Requirement: Count the lines of the material below that contain the string "right", treating uppercase and lowercase letters as distinct. Reply with that number alone.

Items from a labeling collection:
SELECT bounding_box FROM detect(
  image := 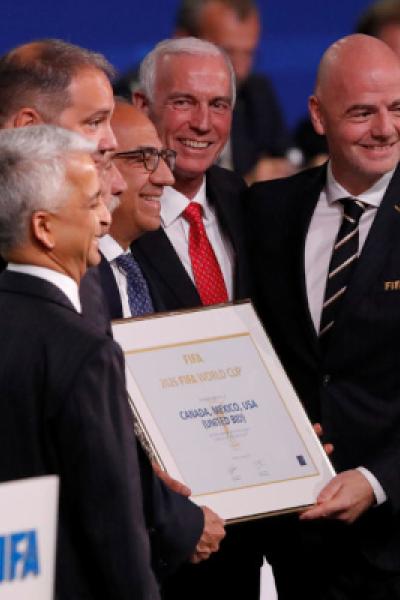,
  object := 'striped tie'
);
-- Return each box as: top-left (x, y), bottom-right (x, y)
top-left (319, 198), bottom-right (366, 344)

* * *

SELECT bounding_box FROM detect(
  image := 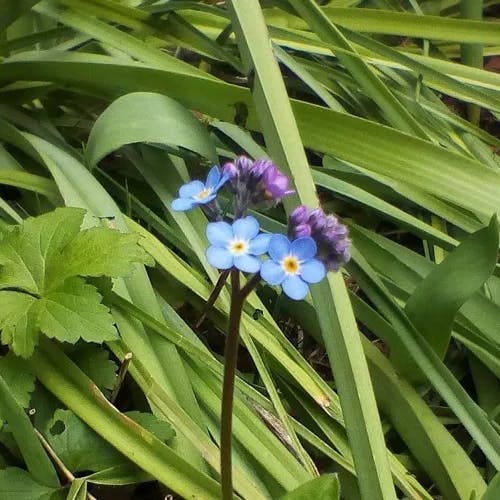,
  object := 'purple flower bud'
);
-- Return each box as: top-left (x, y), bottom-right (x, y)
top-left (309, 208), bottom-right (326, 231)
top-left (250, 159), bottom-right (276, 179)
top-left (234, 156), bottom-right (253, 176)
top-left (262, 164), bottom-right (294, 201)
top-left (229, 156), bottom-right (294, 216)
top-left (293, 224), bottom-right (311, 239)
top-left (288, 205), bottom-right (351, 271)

Response to the exercise: 10